*EXERCISE GOAL*. Nothing but the lines from the one with "hoof in the photo above. Give pixel coordinates." through the final line of the entries below should be written out, each exactly as given.
###
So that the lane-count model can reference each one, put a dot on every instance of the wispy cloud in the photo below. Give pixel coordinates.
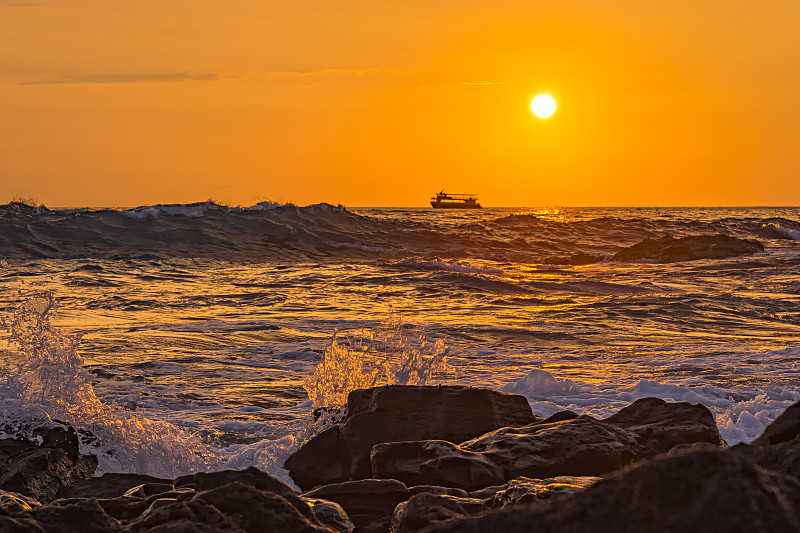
(308, 75)
(479, 82)
(123, 78)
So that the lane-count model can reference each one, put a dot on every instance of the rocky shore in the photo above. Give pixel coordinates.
(407, 459)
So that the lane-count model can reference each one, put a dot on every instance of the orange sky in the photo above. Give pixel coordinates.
(378, 103)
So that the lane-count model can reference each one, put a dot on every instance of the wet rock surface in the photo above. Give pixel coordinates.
(706, 490)
(369, 503)
(394, 414)
(665, 469)
(41, 471)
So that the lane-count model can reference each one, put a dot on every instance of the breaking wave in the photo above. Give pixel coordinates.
(273, 231)
(49, 385)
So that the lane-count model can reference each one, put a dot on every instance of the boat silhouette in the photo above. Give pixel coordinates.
(442, 200)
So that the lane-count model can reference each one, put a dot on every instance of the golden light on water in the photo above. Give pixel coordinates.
(543, 106)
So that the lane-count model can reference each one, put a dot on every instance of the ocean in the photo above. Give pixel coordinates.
(178, 338)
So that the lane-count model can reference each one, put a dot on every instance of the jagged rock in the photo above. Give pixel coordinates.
(434, 462)
(659, 426)
(783, 429)
(708, 490)
(527, 490)
(669, 249)
(562, 445)
(172, 516)
(582, 446)
(369, 503)
(330, 514)
(42, 471)
(235, 507)
(426, 509)
(257, 510)
(433, 489)
(13, 502)
(250, 476)
(395, 413)
(107, 485)
(320, 461)
(79, 516)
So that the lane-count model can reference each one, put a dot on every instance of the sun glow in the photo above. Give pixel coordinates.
(543, 106)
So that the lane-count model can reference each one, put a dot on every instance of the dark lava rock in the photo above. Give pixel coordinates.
(433, 489)
(395, 413)
(706, 490)
(257, 510)
(563, 445)
(434, 462)
(369, 503)
(659, 426)
(14, 502)
(42, 471)
(230, 507)
(107, 485)
(250, 476)
(669, 249)
(582, 446)
(79, 516)
(526, 490)
(785, 428)
(330, 514)
(427, 509)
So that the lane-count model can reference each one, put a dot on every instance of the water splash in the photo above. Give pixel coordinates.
(48, 384)
(390, 354)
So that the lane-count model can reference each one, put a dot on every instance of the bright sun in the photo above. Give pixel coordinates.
(543, 106)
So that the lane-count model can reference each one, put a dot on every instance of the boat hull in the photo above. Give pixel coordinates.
(455, 205)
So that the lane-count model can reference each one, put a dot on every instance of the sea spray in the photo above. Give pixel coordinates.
(48, 385)
(390, 354)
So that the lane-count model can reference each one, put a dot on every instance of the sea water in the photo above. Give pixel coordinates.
(199, 337)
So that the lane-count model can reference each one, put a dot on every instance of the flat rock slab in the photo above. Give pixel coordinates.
(107, 485)
(369, 503)
(41, 471)
(559, 446)
(710, 490)
(659, 426)
(401, 413)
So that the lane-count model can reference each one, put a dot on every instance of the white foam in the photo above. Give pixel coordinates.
(450, 266)
(742, 413)
(785, 232)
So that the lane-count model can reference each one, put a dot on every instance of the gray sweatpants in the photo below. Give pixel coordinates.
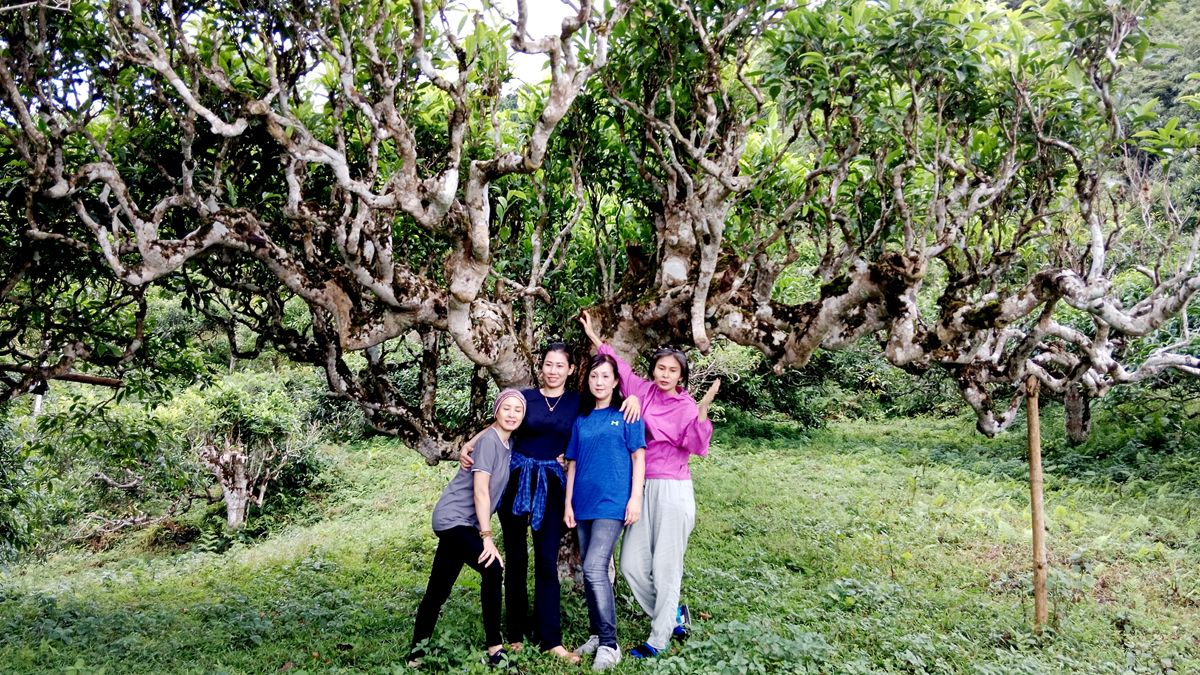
(652, 553)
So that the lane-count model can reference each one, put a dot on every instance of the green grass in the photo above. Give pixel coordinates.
(899, 547)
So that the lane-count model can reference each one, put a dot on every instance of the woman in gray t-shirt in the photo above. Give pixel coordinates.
(462, 520)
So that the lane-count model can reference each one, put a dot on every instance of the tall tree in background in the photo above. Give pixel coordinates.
(961, 181)
(336, 155)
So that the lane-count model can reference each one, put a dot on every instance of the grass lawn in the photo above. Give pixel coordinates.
(899, 547)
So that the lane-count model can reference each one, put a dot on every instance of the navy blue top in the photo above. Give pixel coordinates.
(544, 435)
(601, 446)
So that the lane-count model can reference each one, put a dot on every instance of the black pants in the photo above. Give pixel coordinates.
(456, 547)
(547, 628)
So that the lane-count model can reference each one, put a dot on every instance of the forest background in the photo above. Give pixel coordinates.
(117, 499)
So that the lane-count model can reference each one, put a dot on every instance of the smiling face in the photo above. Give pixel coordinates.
(510, 414)
(667, 374)
(601, 382)
(556, 368)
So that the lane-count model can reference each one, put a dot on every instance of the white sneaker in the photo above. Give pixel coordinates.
(606, 658)
(589, 646)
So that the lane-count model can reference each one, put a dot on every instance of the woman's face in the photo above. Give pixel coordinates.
(556, 369)
(667, 374)
(601, 382)
(510, 414)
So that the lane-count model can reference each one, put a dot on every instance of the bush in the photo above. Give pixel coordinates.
(739, 647)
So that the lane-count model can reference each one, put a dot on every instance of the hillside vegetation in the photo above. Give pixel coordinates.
(859, 548)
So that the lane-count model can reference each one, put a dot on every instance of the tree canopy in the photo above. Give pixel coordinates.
(355, 185)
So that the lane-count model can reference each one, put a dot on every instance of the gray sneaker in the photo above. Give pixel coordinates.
(606, 658)
(589, 646)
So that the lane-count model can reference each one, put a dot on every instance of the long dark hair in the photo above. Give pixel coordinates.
(664, 352)
(588, 400)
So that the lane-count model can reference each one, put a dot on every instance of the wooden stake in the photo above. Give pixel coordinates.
(1037, 506)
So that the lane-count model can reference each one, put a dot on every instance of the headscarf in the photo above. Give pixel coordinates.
(507, 394)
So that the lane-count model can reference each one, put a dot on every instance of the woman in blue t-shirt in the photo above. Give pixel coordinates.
(534, 500)
(605, 476)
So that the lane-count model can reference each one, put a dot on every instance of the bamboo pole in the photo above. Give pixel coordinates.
(1037, 506)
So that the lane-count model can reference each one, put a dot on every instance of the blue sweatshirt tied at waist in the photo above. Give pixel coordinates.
(535, 505)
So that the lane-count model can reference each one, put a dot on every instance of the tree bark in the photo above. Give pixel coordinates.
(1079, 414)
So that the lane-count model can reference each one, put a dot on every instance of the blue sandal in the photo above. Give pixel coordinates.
(643, 651)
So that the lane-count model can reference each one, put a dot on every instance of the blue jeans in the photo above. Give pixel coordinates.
(598, 539)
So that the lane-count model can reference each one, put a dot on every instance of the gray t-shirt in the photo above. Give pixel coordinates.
(457, 503)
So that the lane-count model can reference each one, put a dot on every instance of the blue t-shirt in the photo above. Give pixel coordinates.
(601, 444)
(544, 434)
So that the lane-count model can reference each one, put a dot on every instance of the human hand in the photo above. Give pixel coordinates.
(465, 460)
(708, 399)
(490, 553)
(631, 408)
(589, 329)
(633, 511)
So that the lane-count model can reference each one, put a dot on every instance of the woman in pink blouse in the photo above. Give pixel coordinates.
(676, 428)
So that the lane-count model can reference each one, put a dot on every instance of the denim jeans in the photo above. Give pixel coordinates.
(598, 539)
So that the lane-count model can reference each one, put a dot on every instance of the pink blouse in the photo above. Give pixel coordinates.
(673, 431)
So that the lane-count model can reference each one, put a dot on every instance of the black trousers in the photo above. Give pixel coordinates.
(457, 547)
(546, 628)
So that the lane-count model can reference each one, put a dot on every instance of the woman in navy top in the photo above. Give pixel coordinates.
(534, 500)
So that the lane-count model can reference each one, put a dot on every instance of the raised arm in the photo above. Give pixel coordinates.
(697, 435)
(630, 383)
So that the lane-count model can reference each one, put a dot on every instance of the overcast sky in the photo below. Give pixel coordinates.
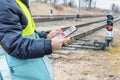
(106, 4)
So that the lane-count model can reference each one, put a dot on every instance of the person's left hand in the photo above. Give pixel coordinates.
(54, 33)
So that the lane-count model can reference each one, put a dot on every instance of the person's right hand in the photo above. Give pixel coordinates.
(57, 43)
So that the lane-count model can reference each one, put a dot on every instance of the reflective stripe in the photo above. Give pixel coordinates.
(30, 28)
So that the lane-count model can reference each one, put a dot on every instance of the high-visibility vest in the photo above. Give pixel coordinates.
(30, 27)
(39, 68)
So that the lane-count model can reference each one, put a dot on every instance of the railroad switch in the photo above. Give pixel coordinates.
(96, 45)
(109, 34)
(100, 44)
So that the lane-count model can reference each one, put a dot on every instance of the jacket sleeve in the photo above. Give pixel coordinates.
(12, 41)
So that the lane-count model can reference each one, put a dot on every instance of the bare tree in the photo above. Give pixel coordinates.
(65, 2)
(55, 1)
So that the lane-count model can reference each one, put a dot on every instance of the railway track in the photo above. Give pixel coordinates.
(46, 18)
(79, 41)
(82, 32)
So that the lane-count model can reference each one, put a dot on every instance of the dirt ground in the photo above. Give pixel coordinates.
(86, 64)
(44, 9)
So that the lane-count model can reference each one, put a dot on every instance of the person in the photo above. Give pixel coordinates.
(24, 48)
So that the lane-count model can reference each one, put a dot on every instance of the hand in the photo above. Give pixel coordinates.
(54, 33)
(57, 43)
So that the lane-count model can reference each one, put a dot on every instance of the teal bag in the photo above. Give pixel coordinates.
(30, 69)
(1, 76)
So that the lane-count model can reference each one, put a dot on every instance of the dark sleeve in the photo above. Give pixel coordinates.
(12, 41)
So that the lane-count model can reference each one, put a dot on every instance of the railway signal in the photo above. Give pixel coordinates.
(109, 34)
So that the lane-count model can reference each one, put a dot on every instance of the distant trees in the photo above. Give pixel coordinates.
(89, 4)
(115, 8)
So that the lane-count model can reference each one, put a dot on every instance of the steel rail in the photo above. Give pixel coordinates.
(47, 18)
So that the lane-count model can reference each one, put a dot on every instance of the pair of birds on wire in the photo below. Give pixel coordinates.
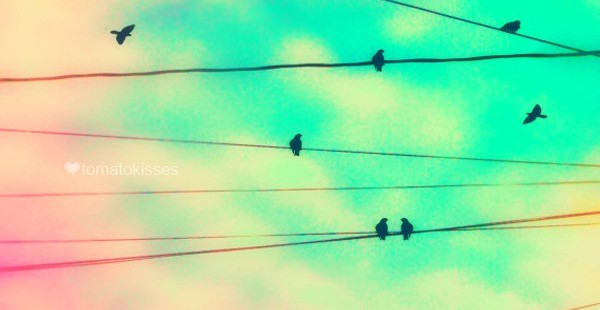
(406, 229)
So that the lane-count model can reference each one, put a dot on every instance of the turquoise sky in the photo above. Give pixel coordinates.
(463, 109)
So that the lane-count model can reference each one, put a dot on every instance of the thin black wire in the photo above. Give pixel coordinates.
(290, 66)
(483, 25)
(265, 146)
(586, 306)
(42, 241)
(299, 189)
(83, 263)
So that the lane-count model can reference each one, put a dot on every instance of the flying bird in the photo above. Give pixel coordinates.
(511, 27)
(406, 229)
(382, 229)
(123, 34)
(378, 60)
(296, 145)
(535, 113)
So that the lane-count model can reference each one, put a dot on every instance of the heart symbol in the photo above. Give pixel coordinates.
(72, 167)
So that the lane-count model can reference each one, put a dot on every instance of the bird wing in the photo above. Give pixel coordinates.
(530, 118)
(127, 30)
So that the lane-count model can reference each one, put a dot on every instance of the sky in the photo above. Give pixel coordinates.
(470, 109)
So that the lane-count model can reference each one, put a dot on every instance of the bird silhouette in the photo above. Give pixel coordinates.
(535, 113)
(511, 27)
(296, 145)
(382, 229)
(406, 228)
(124, 33)
(378, 60)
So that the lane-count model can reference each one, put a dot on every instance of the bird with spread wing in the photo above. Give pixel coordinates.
(123, 34)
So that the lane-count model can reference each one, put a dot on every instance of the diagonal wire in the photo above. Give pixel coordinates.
(266, 146)
(298, 189)
(291, 66)
(82, 263)
(41, 241)
(482, 25)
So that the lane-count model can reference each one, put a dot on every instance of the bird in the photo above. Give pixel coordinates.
(406, 228)
(124, 33)
(511, 27)
(535, 113)
(296, 145)
(378, 60)
(382, 229)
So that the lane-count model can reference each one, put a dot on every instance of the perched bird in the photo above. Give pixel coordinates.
(381, 228)
(296, 145)
(406, 229)
(535, 113)
(511, 27)
(124, 33)
(378, 60)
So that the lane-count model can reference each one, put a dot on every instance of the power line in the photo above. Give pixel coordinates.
(291, 66)
(483, 25)
(586, 306)
(266, 146)
(185, 238)
(82, 263)
(41, 241)
(533, 227)
(297, 189)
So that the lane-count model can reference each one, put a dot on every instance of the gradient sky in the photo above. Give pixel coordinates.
(463, 109)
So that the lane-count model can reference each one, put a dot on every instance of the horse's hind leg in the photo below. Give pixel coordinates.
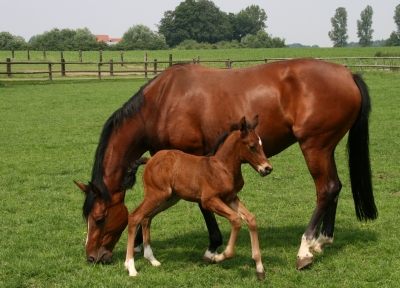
(322, 167)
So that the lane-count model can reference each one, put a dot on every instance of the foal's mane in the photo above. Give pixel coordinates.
(130, 109)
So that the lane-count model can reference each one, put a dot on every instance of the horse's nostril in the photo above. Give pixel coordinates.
(91, 259)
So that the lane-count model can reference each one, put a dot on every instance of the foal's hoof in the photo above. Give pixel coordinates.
(261, 275)
(208, 260)
(303, 262)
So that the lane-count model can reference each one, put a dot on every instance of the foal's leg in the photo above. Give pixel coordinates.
(322, 166)
(216, 205)
(146, 222)
(255, 246)
(214, 233)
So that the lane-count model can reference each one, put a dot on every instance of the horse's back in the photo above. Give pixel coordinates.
###
*SOLUTION TO THE PROBLEM*.
So that the lane-count model can reference each one, put a dot on every instance of the foal's hoof in the photo above. Give pixel coordinates.
(261, 275)
(208, 260)
(303, 262)
So that the lane-count model can reference each one, put a dot on every instance of the foal's leg in the photo above. Give pixel coordinates.
(322, 166)
(216, 205)
(146, 222)
(255, 246)
(214, 233)
So that the lane-count model can reference each one, put a dot on every instance of the horse's back in the photo above. Give pixel coordinates.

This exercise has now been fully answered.